[Labeled contour entries]
^^^^^^^^
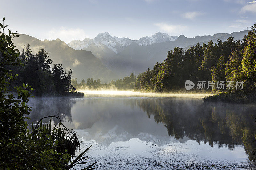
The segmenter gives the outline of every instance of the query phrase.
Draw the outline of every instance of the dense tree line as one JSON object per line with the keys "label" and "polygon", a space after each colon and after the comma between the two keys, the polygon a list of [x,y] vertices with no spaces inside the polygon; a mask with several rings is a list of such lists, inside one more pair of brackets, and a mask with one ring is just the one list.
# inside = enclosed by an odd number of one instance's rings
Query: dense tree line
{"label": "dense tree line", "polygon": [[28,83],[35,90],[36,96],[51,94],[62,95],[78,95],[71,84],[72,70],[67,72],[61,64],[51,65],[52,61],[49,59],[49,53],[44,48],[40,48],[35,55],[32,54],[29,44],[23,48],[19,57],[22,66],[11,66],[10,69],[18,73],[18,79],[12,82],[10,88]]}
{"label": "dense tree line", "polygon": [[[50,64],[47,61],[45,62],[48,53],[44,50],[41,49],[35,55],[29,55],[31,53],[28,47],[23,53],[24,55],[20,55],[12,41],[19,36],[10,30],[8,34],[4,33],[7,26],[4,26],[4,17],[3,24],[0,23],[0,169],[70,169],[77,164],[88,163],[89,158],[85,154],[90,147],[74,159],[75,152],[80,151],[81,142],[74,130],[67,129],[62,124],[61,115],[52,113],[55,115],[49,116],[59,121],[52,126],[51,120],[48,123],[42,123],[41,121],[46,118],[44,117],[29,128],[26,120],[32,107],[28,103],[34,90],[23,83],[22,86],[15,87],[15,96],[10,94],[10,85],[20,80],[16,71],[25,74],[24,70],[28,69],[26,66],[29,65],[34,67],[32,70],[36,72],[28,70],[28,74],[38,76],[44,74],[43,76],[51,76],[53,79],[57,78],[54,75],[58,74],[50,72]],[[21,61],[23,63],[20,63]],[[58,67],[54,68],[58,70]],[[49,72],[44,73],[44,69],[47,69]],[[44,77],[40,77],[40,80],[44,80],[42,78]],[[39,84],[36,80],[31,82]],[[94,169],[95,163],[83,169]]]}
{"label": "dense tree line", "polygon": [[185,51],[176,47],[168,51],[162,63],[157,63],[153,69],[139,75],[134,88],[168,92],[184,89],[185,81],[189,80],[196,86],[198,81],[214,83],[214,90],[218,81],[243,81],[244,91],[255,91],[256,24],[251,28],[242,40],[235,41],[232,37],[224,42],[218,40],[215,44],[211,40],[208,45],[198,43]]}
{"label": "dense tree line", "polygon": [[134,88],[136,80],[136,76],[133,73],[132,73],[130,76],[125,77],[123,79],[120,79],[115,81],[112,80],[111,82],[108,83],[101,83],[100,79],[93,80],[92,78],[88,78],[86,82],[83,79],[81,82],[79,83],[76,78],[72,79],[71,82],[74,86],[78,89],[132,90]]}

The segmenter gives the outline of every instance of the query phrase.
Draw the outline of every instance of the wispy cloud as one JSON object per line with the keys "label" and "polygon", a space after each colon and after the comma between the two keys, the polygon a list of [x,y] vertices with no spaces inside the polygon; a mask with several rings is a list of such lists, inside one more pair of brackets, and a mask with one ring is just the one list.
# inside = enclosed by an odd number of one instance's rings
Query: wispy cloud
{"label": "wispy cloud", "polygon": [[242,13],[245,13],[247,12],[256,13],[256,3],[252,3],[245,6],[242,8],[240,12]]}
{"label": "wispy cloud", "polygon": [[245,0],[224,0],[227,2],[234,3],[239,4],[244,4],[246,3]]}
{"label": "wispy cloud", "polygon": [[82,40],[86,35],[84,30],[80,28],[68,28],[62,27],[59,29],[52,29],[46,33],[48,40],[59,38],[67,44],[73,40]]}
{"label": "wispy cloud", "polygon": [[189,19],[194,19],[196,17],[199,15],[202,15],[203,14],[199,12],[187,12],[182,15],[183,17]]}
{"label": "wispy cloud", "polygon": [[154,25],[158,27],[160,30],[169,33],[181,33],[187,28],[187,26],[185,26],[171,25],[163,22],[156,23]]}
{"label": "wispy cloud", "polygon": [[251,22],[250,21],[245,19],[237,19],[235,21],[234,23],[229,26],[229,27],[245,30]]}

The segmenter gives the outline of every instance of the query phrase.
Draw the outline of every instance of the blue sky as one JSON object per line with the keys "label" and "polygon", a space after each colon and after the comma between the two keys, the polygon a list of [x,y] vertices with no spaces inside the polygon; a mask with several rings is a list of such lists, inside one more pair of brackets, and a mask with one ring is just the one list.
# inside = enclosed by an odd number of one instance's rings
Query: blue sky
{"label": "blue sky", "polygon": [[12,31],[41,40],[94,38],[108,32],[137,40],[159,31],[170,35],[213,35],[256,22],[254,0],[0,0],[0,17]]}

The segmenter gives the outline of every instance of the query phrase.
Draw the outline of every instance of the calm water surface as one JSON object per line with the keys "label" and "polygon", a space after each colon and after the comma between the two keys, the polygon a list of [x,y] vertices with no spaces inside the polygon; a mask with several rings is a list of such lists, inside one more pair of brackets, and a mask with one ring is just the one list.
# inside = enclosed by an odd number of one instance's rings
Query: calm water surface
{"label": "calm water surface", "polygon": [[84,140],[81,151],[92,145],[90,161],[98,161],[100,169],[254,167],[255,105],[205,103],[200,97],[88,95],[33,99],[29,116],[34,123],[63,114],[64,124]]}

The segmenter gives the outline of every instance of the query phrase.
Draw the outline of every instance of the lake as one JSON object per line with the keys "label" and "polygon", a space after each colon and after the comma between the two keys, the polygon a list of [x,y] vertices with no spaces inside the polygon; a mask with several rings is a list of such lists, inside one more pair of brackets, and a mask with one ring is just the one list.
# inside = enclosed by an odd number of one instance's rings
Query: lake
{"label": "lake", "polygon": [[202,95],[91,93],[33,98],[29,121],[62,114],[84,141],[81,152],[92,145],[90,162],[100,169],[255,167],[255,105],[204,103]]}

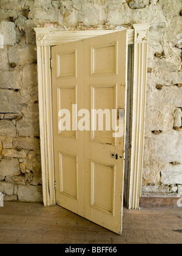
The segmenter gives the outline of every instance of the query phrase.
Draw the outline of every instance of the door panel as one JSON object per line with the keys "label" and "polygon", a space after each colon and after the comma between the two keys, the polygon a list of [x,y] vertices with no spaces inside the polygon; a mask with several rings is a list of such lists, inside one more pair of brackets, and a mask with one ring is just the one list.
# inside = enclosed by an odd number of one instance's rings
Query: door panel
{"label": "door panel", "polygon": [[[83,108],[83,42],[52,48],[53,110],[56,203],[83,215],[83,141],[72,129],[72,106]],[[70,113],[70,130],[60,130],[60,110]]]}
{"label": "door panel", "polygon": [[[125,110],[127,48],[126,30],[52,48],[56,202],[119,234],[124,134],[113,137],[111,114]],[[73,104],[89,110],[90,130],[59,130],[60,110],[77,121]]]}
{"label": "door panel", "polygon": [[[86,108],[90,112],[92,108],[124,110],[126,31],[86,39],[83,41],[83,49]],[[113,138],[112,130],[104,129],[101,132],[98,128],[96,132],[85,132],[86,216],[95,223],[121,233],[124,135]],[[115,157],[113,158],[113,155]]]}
^^^^^^^^
Short task -
Pictures are excluded; copy every other part of the records exactly.

Expected answer -
The segmenter gives the outline of every instance of the query phrase.
Draw the outline of every instance of the dense tree line as one JSON object per line with the keys "label" and "polygon", a space after each colon and after the comma between the two keys, the polygon a list of [x,y] vertices with no spaces inside the polygon; a mask with several rings is a list of such lists, inside one more pair of brackets, and a mask with one ring is just the one list.
# inside = enclosed by an odd number of one instance's rings
Query: dense tree line
{"label": "dense tree line", "polygon": [[28,83],[35,90],[36,96],[51,94],[62,95],[78,95],[71,84],[72,70],[67,72],[61,64],[51,65],[52,61],[49,59],[49,53],[44,48],[40,48],[35,55],[32,54],[29,44],[23,48],[19,57],[22,66],[11,66],[10,69],[18,73],[18,79],[12,82],[10,88]]}
{"label": "dense tree line", "polygon": [[[50,64],[47,61],[45,62],[48,53],[44,50],[41,49],[35,55],[29,55],[31,53],[28,47],[23,53],[24,55],[20,55],[12,41],[19,36],[10,30],[8,34],[4,33],[7,26],[4,26],[4,17],[3,24],[0,23],[0,169],[70,169],[77,164],[88,163],[89,158],[85,154],[90,147],[74,159],[75,152],[80,151],[81,142],[74,130],[67,129],[62,124],[61,115],[52,113],[55,115],[49,116],[59,121],[52,126],[51,120],[48,123],[42,123],[41,121],[46,118],[44,117],[29,128],[26,120],[32,107],[28,103],[34,90],[23,83],[22,86],[15,87],[15,96],[10,94],[10,85],[20,80],[16,71],[25,74],[24,70],[28,69],[26,66],[29,65],[34,67],[32,70],[36,72],[28,70],[28,74],[38,76],[44,74],[43,76],[51,76],[53,79],[57,78],[54,75],[58,74],[50,72]],[[21,61],[23,63],[20,63]],[[58,67],[54,68],[58,70]],[[49,72],[44,73],[44,69],[47,69]],[[44,77],[40,77],[40,80],[44,80],[42,78]],[[39,84],[36,80],[31,82]],[[94,169],[95,163],[83,169]]]}
{"label": "dense tree line", "polygon": [[185,51],[176,47],[168,51],[162,63],[157,63],[153,69],[139,75],[134,88],[168,92],[184,89],[185,81],[189,80],[196,86],[198,81],[214,83],[214,90],[218,81],[243,81],[244,91],[255,91],[256,24],[251,28],[242,40],[235,41],[232,37],[224,42],[218,40],[215,44],[211,40],[208,45],[198,43]]}
{"label": "dense tree line", "polygon": [[134,88],[136,80],[136,76],[133,73],[132,73],[130,76],[125,77],[123,79],[120,79],[115,81],[112,80],[111,82],[108,83],[101,83],[100,79],[93,80],[92,78],[88,78],[86,82],[83,79],[81,82],[79,83],[76,78],[72,79],[71,82],[74,86],[78,89],[132,90]]}

The segmenter gives the outline of every instance of the query phrase.
Draw the outline of every instance of the wispy cloud as one JSON object per line with the keys "label" and "polygon", a space after each colon and after the comma between the two keys, the polygon a list of [x,y] vertices with no spaces inside the polygon; a mask with several rings is a list of such lists, inside one more pair of brackets, and a mask with one ring is just the one list.
# inside = enclosed by an odd number of one instance's rings
Query: wispy cloud
{"label": "wispy cloud", "polygon": [[242,13],[245,13],[247,12],[256,13],[256,3],[252,3],[245,6],[242,8],[240,12]]}
{"label": "wispy cloud", "polygon": [[245,0],[224,0],[227,2],[234,3],[239,4],[244,4],[246,3]]}
{"label": "wispy cloud", "polygon": [[82,40],[86,35],[84,30],[80,28],[68,28],[62,27],[59,29],[52,29],[46,33],[48,40],[59,38],[67,44],[73,40]]}
{"label": "wispy cloud", "polygon": [[189,19],[194,19],[196,17],[199,15],[202,15],[203,14],[199,12],[187,12],[182,15],[183,17]]}
{"label": "wispy cloud", "polygon": [[154,25],[158,27],[160,30],[169,33],[181,33],[187,28],[187,26],[185,26],[171,25],[163,22],[156,23]]}
{"label": "wispy cloud", "polygon": [[251,22],[250,21],[245,19],[237,19],[235,21],[234,23],[229,26],[229,27],[245,30]]}

The segmenter gives the outline of every instance of the query phrase.
Draw the outline of every instance of the blue sky as one JSON object per line with the keys "label" and "polygon", a space after each colon and after the comma between the two keys, the polygon a list of [x,y] vertices with no spaces inside the polygon; a mask with several rings is a list of such lists, inside one more pair of brackets, and a mask with one ring is just the one list.
# inside = enclosed by an odd number of one instance's rings
Query: blue sky
{"label": "blue sky", "polygon": [[12,31],[41,40],[94,38],[108,32],[137,40],[159,31],[170,35],[213,35],[256,22],[254,0],[0,0],[0,17]]}

The segmenter gives the outline of every instance of the query phrase.
Draw the outline of every instance of the calm water surface as one JSON object per line with the keys "label" and "polygon", a space after each colon and after the comma between the two keys, the polygon a list of [x,y] vertices with no spaces inside the polygon; a mask with several rings is a list of such lists, inside one more pair of brackets, and a mask with one ring is just the one list.
# inside = enclosed by an odd number of one instance's rings
Query: calm water surface
{"label": "calm water surface", "polygon": [[84,140],[81,151],[92,145],[90,161],[98,161],[100,169],[254,167],[255,105],[205,103],[200,97],[88,95],[33,99],[29,116],[34,123],[63,114],[64,124]]}

The segmenter gives the outline of every instance of the query phrase.
Draw the outline of every instance of the lake as one JSON object per line with the keys "label" and "polygon", a space after each colon and after the comma between the two keys, the polygon a list of [x,y] vertices with no spaces inside the polygon; a mask with several rings is a list of such lists, inside one more pair of brackets, and a mask with one ring is just the one list.
# inside = enclosed by an odd number of one instance's rings
Query: lake
{"label": "lake", "polygon": [[202,95],[91,93],[33,98],[29,121],[62,114],[84,141],[81,152],[92,145],[90,162],[100,169],[255,167],[255,105],[204,103]]}

The segmenter gives the outline of every instance of the query phrase.
Draw the outline of every instance of the door panel as one JSON object per line with the keys "label" and "polygon", a space after each colon and after the comma between the two keys, the polygon a list of [x,y] vertices with no spaces inside the polygon; a mask with several rings is a list of such lists, inside one more pair of brackets, and a mask with one ring is just the one list.
# inside = enclosed by an odd number of one instance's rings
Query: door panel
{"label": "door panel", "polygon": [[[83,108],[83,42],[52,48],[53,110],[56,203],[83,215],[83,141],[72,129],[72,106]],[[70,113],[70,130],[60,130],[60,110]]]}
{"label": "door panel", "polygon": [[[125,110],[127,48],[126,30],[52,48],[56,202],[119,234],[124,134],[113,137],[111,114]],[[73,104],[89,110],[90,130],[59,130],[60,110],[77,121]]]}
{"label": "door panel", "polygon": [[[86,108],[90,112],[92,108],[124,110],[126,31],[86,39],[83,41],[83,49]],[[113,138],[112,130],[104,129],[101,132],[98,128],[96,132],[85,132],[86,216],[95,223],[121,233],[124,135]],[[115,157],[113,158],[113,155]]]}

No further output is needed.